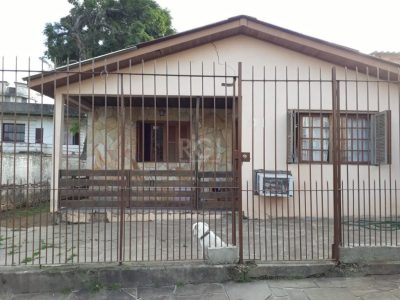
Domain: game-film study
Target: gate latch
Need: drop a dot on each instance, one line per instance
(245, 156)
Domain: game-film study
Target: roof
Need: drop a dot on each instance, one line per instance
(244, 25)
(386, 55)
(32, 109)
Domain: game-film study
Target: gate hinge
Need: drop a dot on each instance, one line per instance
(243, 157)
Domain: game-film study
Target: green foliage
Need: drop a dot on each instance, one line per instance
(96, 27)
(74, 128)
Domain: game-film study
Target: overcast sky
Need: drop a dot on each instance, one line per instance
(365, 25)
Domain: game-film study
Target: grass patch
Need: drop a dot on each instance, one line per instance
(26, 260)
(30, 211)
(71, 257)
(44, 245)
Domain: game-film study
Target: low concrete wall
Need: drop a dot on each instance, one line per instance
(23, 195)
(366, 254)
(62, 278)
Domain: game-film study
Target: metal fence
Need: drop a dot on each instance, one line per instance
(285, 163)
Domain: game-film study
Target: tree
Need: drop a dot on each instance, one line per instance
(96, 27)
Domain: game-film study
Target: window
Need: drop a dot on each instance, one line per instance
(364, 137)
(13, 133)
(314, 138)
(71, 138)
(355, 138)
(39, 136)
(159, 142)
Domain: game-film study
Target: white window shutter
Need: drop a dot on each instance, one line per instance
(380, 138)
(291, 136)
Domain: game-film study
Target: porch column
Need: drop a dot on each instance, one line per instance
(58, 138)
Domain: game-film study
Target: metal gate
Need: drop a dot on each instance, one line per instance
(286, 163)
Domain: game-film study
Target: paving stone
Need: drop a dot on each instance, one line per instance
(393, 278)
(249, 290)
(329, 294)
(384, 285)
(331, 282)
(361, 293)
(380, 295)
(101, 295)
(159, 293)
(203, 297)
(301, 283)
(279, 292)
(130, 291)
(200, 289)
(47, 296)
(296, 294)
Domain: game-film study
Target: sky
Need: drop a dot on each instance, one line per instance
(365, 25)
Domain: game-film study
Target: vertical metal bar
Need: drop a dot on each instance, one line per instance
(369, 161)
(390, 165)
(196, 152)
(321, 167)
(264, 154)
(123, 180)
(379, 166)
(336, 166)
(298, 174)
(287, 163)
(276, 165)
(27, 184)
(310, 170)
(253, 239)
(239, 164)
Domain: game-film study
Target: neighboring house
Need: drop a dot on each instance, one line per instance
(386, 55)
(27, 126)
(26, 134)
(180, 113)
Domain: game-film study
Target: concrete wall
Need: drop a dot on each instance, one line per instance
(264, 60)
(24, 168)
(48, 134)
(104, 153)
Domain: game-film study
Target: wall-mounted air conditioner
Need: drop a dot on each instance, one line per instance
(273, 183)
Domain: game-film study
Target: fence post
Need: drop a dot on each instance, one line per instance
(239, 161)
(123, 180)
(337, 237)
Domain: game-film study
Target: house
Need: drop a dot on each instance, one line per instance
(239, 109)
(26, 134)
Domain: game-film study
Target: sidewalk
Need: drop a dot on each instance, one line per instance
(380, 287)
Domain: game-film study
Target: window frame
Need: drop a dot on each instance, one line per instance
(39, 135)
(294, 152)
(165, 143)
(301, 138)
(13, 133)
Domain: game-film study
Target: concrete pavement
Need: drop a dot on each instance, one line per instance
(337, 288)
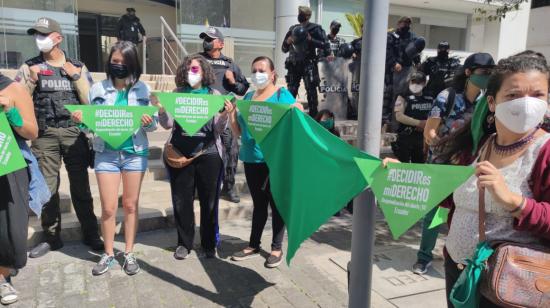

*Aim of the exercise*
Retype every record above word for word, leaving out any pictures.

*Response below*
Domain: game-film study
Target: gate latch
Need: drop a dot on each instance, one line per instance
(245, 156)
Domain: game-film study
Target: roof
Need: drop a dot on each instance, one line per instance
(244, 25)
(386, 55)
(32, 109)
Domain: game-film study
Target: gate hinge
Need: drop a dot on each instance, one line per instance
(243, 157)
Domain: game-film study
Target: green foliage
Need: drop a dot on each instance, one line per instance
(96, 27)
(74, 128)
Domain: game-film study
Target: overcast sky
Need: drop a dot on each instance, one line per instance
(365, 25)
Domain: game-film study
Target: grass patch
Need: drop a dot on each instance, one line per instance
(26, 260)
(30, 211)
(71, 257)
(44, 245)
Domain: game-film study
Target: low concrete wall
Need: drop a dot on each instance, one line per instance
(23, 195)
(366, 254)
(62, 278)
Domain: game-film study
Target: metal fence
Need: drop a dot on each instance, one line per instance
(285, 163)
Domain: game-film study
Target: tree
Need: drop a dot on each instance, one line per instance
(96, 27)
Domain: game-film study
Target: window
Need: drop a dot on each instance, one line per instance
(364, 137)
(13, 133)
(314, 138)
(71, 138)
(355, 138)
(39, 136)
(159, 142)
Domain: game-film study
Target: white window shutter
Need: drop a dot on each instance, one line per instance
(380, 138)
(291, 136)
Domain: game-film study
Target: porch column
Need: drop a dot on each instance, one line per instance
(58, 138)
Domain: game-film study
Target: metal gate
Need: drop a dot on each instance, one line per instance
(286, 163)
Domain: game-film study
Target: paving stone
Need: drop a dot on each instance, one line per instance
(393, 278)
(249, 290)
(329, 294)
(384, 285)
(331, 282)
(361, 293)
(380, 295)
(101, 295)
(159, 293)
(203, 297)
(301, 283)
(279, 292)
(130, 291)
(200, 289)
(47, 296)
(296, 294)
Domain: game-film study
Target: sky
Need: drop a dot on each instance, one line per instance
(365, 25)
Domain: game-film study
Target: vertical metal bar
Need: drop a dot on each instance, one line per instance
(369, 161)
(390, 165)
(196, 152)
(321, 167)
(264, 154)
(123, 180)
(379, 166)
(336, 166)
(298, 174)
(287, 163)
(276, 165)
(27, 184)
(310, 170)
(253, 239)
(239, 164)
Domain: game-film study
Target: neighboring house
Need: drop a dot on each instance, one line per instance
(386, 55)
(27, 126)
(26, 134)
(180, 113)
Domain: game-film study
Target: concrete wall
Need: drop a dot on each instance, one line per instance
(264, 60)
(24, 168)
(48, 134)
(104, 153)
Domain: game-film study
Target: wall-mounted air conditioner
Need: drop a dot on each instance, one line per instance
(273, 183)
Domain: game-film study
Target: fence post
Need: drop a dot on each instance, one line per instance
(239, 161)
(123, 180)
(337, 237)
Domain: game-film study
Target: house
Need: drop a dot on each instance, one line per instance
(239, 109)
(26, 134)
Domain: game-film study
Target: sidewalk
Need: drop a dot on each instance, one line per instance
(380, 287)
Domain: game-film study
Target: window frame
Need: drop a dot on each instance, one line per instance
(39, 135)
(294, 152)
(165, 143)
(301, 138)
(13, 133)
Domain: game-film study
Target: concrete pavement
Need: drop a dot on each instance, one line per instance
(337, 288)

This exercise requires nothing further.